EXERCISES TO COMPLETE:
[1] In the table-structures text, what do tables need to share to be grouped as continuations?
[2] From the table-structures text, copy the part that starts at the words "# Handle multi-level" and ends after "df = df[2:].reset_index(drop=True)", switching every "new_cols" to "header_cols".

DOCUMENT SECTION:
Step 5: Handle complex table structures

Merged cells and spanning headers:

# Forward-fill merged cells (common in row headers)
df.iloc[:, 0] = df.iloc[:, 0].replace('', pd.NA).ffill()

# Handle multi-level column headers
if df.iloc[0:2].apply(lambda x: x.str.len().mean()).mean() < 20:
    # Combine first two rows as multi-level header
    new_cols = df.iloc[0] + " - " + df.iloc[1]
    df.columns = new_cols.str.strip(" - ")
    df = df[2:].reset_index(drop=True)

Tables spanning multiple pages:

# Extract from all pages and concatenate
all_tables = camelot.read_pdf("document.pdf", pages="all", flavor="lattice")

# Group tables that are continuations (same column count)
groups = {}
for t in all_tables:
    key = t.shape[1]
    groups.setdefault(key, []).append(t.df)

(Segmentation mask data)
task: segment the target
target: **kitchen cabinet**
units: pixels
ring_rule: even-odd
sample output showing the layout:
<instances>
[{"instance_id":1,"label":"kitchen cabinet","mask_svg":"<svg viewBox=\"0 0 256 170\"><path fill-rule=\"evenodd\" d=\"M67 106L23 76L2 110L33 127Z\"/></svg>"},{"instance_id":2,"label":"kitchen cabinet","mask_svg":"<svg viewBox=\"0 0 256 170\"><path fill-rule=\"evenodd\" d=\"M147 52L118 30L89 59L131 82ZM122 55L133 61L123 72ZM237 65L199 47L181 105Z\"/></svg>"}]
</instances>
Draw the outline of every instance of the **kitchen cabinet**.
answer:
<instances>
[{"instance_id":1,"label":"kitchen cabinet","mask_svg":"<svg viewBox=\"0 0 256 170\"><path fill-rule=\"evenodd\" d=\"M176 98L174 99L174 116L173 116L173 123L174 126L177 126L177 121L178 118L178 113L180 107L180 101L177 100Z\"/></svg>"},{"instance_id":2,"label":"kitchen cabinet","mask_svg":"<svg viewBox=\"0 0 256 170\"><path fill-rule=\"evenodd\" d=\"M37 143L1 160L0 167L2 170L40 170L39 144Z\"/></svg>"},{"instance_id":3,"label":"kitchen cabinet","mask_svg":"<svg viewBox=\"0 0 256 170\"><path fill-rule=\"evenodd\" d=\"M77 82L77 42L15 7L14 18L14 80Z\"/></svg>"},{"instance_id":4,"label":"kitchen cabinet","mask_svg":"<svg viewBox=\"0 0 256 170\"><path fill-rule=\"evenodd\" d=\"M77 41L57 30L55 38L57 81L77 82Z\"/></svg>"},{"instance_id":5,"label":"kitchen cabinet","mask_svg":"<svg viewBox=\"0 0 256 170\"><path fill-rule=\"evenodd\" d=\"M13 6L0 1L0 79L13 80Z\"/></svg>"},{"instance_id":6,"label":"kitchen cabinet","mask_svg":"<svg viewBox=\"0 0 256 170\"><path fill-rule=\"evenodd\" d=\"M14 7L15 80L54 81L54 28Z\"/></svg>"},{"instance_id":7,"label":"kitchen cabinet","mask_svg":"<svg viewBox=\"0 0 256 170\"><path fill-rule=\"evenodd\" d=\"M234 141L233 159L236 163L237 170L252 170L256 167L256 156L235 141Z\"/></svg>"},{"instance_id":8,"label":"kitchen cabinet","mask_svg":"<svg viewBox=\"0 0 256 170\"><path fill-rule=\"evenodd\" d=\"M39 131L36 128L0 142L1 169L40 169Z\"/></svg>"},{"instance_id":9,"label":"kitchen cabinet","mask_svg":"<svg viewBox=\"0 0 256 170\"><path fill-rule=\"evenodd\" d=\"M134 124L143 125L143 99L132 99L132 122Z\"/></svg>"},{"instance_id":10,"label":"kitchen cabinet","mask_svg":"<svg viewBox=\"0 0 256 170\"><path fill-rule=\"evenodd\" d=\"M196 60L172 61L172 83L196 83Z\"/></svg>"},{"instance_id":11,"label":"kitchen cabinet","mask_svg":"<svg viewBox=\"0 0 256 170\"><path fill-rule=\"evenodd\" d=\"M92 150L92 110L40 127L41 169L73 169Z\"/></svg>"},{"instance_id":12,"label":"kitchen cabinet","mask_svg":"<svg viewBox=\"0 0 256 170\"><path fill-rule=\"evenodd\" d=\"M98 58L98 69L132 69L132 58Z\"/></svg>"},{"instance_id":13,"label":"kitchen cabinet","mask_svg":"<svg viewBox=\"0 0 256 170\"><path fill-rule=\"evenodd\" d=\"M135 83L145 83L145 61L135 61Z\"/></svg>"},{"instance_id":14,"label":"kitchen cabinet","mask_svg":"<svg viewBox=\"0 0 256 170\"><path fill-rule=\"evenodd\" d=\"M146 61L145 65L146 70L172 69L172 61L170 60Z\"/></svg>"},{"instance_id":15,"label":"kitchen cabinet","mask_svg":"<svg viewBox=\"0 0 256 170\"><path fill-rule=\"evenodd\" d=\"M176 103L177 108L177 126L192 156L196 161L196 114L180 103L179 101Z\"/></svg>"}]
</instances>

YOUR RESPONSES:
[1] The same column count.

[2]
# Handle multi-level column headers
if df.iloc[0:2].apply(lambda x: x.str.len().mean()).mean() < 20:
    # Combine first two rows as multi-level header
    header_cols = df.iloc[0] + " - " + df.iloc[1]
    df.columns = header_cols.str.strip(" - ")
    df = df[2:].reset_index(drop=True)